「AI活用パターン」で考えるDX成功のポイント

  • AI・データ活用
  • DX推進
  • DXリーダー育成

はじめに

DX・AI活用の成功事例がほぼ毎日発表される昨今、
「自社でも取り入れたい」と感じる機会が増えてきたのではないでしょうか?

しかし2つの理由から、他社事例を取り入れるには難しさを伴います。

ーーーーー
■理由1:事例を単純に真似しても自社ビジネスにフィットしない
成功パターンの背景には数ヶ月〜数年の試行錯誤が隠れており、
他社事例を自社ビジネスにフィットさせる工夫が必要です。

■理由2:事例を読み解くための前提知識が不足している
単純にAI・データ活用と言っても様々なテクノロジーが存在しており、
事例から「どうやって導入したのか?」まで理解するのは知識量が必要です。

ーーーーー

そこで本記事では、DXコンサルタントの着眼点を「3つの軸」に分解して
AI成功事例の分析ノウハウを解説しようと思います。

AIの成功事例は「3つの軸」で見る

まず結論からお伝えすると、
AI活用は「3つの軸」で分解すると良いです。

  1. AIに学習させるデータの種類(CSVデータ、画像データ など)
  2. AIに任せるタスク(数値予測、画像の識別 など)
  3. AIシステムの運用フロー(人とAIの役割分担)
AIの成功事例は「3つの軸」で考える

ポイント1:データの種類

よく使うデータは「CSV, 画像, 自然言語」の3つ

まず1つ目の着眼点は「データの種類」です。

**演習の目的**
抽出テキストによると、AI活用を分解する「3つの軸」の3つ目は何ですか。 データは抽出テキストとは別個の資料です。

**データ欄**

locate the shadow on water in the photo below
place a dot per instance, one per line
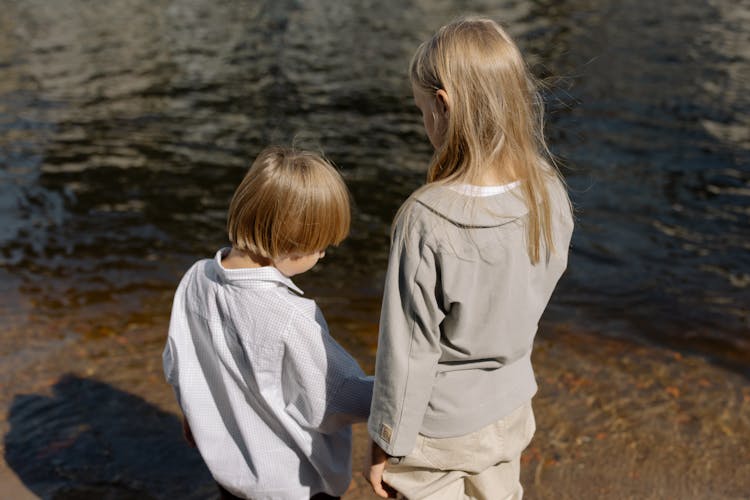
(88, 439)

**演習の回答**
AIシステムの運用フロー(人とAIの役割分担)です。